▶ WHAT IS NEEDED
Look through the material below. Return exactly the lines from the one with "water</item>, that would be most helpful." through the one with "sky</item>, that would be most helpful.", both included.
+-------+
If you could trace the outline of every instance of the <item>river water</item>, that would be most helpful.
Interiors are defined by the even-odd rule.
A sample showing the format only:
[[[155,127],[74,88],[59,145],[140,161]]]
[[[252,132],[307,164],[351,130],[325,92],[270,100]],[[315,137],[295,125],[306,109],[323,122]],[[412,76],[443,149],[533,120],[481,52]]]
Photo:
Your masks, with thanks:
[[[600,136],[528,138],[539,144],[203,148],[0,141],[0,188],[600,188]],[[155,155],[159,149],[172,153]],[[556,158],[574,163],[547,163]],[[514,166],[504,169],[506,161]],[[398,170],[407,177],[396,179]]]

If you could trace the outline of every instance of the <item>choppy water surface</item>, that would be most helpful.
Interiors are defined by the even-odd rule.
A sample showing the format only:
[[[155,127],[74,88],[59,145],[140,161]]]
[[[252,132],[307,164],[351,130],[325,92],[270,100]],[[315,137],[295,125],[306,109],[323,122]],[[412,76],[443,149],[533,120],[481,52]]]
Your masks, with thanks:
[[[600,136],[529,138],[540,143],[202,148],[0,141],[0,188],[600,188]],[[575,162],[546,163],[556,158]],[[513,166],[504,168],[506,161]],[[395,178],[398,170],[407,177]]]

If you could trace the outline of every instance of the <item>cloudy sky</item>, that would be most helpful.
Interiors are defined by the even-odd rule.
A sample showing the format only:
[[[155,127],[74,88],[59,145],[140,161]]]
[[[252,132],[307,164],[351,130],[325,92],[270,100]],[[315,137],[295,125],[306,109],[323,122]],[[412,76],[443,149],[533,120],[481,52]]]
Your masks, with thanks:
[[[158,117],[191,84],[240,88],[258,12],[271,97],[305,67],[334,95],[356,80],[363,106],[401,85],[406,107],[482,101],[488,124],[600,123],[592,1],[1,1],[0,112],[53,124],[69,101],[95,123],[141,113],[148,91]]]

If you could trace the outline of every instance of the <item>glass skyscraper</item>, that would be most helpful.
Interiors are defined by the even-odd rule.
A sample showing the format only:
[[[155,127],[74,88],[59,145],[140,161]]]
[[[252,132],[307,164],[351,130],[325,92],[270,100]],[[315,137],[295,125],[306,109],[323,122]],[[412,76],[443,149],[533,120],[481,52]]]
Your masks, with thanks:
+-------+
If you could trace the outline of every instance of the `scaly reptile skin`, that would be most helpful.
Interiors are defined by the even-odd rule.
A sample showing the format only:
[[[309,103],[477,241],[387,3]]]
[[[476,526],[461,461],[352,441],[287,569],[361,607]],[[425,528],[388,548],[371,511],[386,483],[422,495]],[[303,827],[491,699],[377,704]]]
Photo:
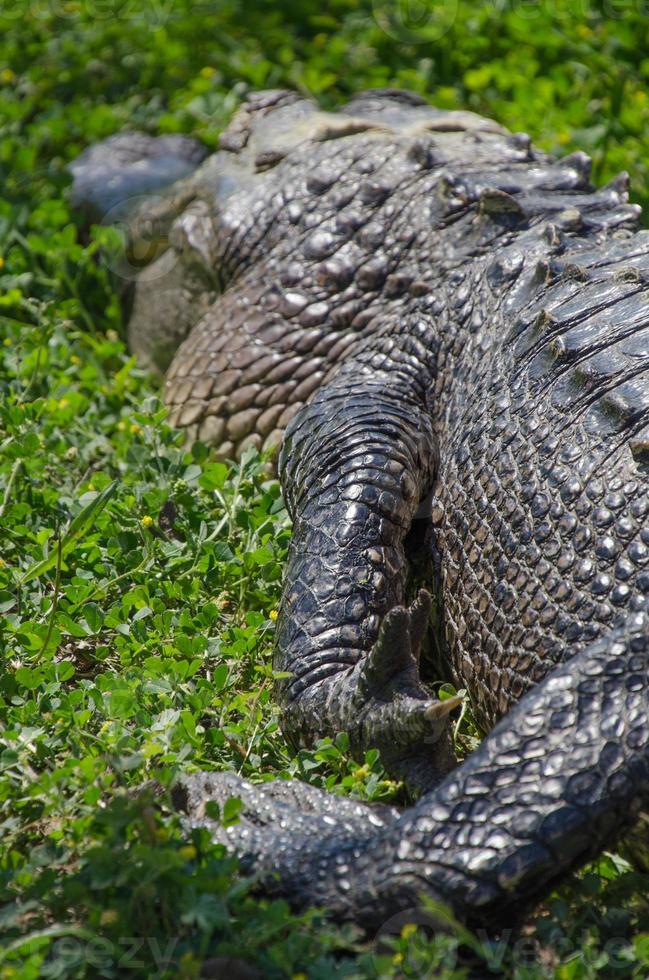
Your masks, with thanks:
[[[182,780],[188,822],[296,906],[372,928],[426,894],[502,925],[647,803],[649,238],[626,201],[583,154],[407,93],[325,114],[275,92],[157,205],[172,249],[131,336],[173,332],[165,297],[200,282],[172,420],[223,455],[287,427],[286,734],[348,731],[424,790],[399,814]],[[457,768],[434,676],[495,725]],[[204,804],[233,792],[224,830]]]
+-------+
▶ SOLUTION TO THIS PROBLEM
If you could trace the outline of every instance of the <item>river water</item>, that would be most helpful.
Interiors are defined by the even-odd rule.
A sample showing the format only:
[[[155,127],[74,88],[59,145],[140,161]]]
[[[252,132],[307,164],[351,130],[325,92],[270,100]],[[315,137],[295,125],[306,109],[323,122]],[[412,76],[443,149],[533,120],[481,52]]]
Photo:
Your masks, with thanks:
[[[600,136],[528,138],[539,144],[203,148],[0,141],[0,188],[600,188]],[[155,155],[159,149],[172,153]],[[556,158],[574,163],[547,163]],[[514,166],[504,169],[506,161]],[[398,170],[407,177],[396,179]]]

If you could trace the outline of every instance of the <item>choppy water surface</item>, that would be most helpful.
Interiors are defined by the even-odd rule.
A sample showing the format only:
[[[155,127],[74,88],[59,145],[140,161]]]
[[[252,132],[307,164],[351,130],[325,92],[270,100]],[[315,137],[295,125],[306,109],[323,122]],[[412,76],[443,149],[533,120],[481,52]]]
Your masks, with thanks:
[[[600,136],[529,138],[540,143],[202,148],[0,141],[0,188],[600,188]],[[575,162],[546,163],[556,158]],[[513,166],[504,168],[506,161]],[[395,178],[398,170],[407,177]]]

If you could trace the outline of every instance of the <item>cloudy sky</item>, that would be most helpful.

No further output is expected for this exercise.